------ GIVEN PASSAGE

Alice E Mayer on Oh What a Lovely War: ‘We have created a whole circus with a six person cast’

Alice E Mayer in Oh What a Lovely War. Photo: Alex Harvey-Brown

Blackeyed Theatre’s major revival of classic musical Oh What a Lovely War has been touring the UK throughout the autumn, culminating in a three-week run at Southwark Playhouse – now entering its final week at the theatre.

It celebrates the 60th anniversary of Joan Littlewood’s famous antiwar satire and featuring iconic songs Pack Up Your Troubles and It’s a Long Way to Tipperary. The production is highly visual; set in a circus it highlights the absurdity and danger of human conflict. The run at Southwark Playhouse marks the first time Oh What a Lovely War has played in London in over a decade.

We spoke with Alice E Mayer who stars as part of an ensemble cast featuring Christopher Arkeston, Tom Crabtree, Harry Curley, Chioma Uma and Euan Wilson.

She tells us about the production, what it was like to tour the UK and how things have come so far but remain the same.

Alice E Mayer (front centre) with the rest of the company in Oh What a Lovely War. Photo: Alex Harvey-Brown

Q&A with Alice E Mayer

What can you tell us about this revival of Oh What a Lovely War?

In this 60th anniversary production of the show,  we have remained faithful to some elements from the original 1963 version created by Joan Littlewood, but we have also put our own, Blackeyed spin on the production. We have created a whole circus with a six person cast – a ring master, a strong man,  an acrobat, a trapeze artist, and of course, a couple of clowns. Through snapshot scenes of the war, music from the time and hilariously outrageous scenes, we tell the story of the First World War. 

What can you tell us about your role in the production?

My base character is a flirtatious trapeze artist, but I play multiple roles from a terrified French soldier to a non-plussed doctor to a confident showgirl, singing the song ‘I’ll make a man of you’ made famous by Dame Maggie Smith in the 1969 film. 

I also play multiple instruments in the show, as do we all, supporting each other both as an ensemble and musically.

How did you approach your characters?

------------
------ DATA PROVIDED

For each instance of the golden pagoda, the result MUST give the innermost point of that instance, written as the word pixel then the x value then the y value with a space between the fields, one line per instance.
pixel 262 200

------------

- WHAT TO DO
**a)** In the Oh What a Lovely War interview, what is Alice E Mayer's base character in the show?
**b)** Resume the interview about Oh What a Lovely War from the point where it stops.
The data is separate material and has no connection to the interview.

- EXPECTED OUTPUTS
**a)** A flirtatious trapeze artist.

**b)**
I always come from a place of truth and what feels fun, interesting and right for a part. Playing a variety of roles does come with some challenges! Making each character different from each other and allowing them to be larger than life but still real and relatable. I had to create my base character from my costume which I found very exciting and it’s been thrilling seeing everyone’s circus character grow in confidence as we got to meet the audiences all over the UK.

Alice E Mayer in Oh What a Lovely War. Photo: Alex Harvey-Brown

What was it like to take the production on tour across the UK?

It’s brilliant touring to the parts of the UK that you never knew you needed to go to! One of my personal favourites is Bury St Edmunds as it has a gorgeous theatre which stands in beautiful grounds. I’m really excited to perform in Theatr Clwyd in Wales next year, as I used to go there a lot when I was growing up. 
It’s also fun to see which audience can best sing the tongue twister ‘Sister Susie’s Sewing Shirts for Soldiers’. I’m keeping scores, and so far an evening audience in Basingstoke is winning!

What do you hope audiences have been taking away from the show

In its 60th year, audiences can enjoy the wonderful tunes from the First World War (it’s amazing how many are still known today) and revel in the absurdist comedy, but also have the space to reflect on how far we’ve come since the Great War, and more importantly, how much has remained the same. I hope that they’ll be entertained but also take pause to reflect.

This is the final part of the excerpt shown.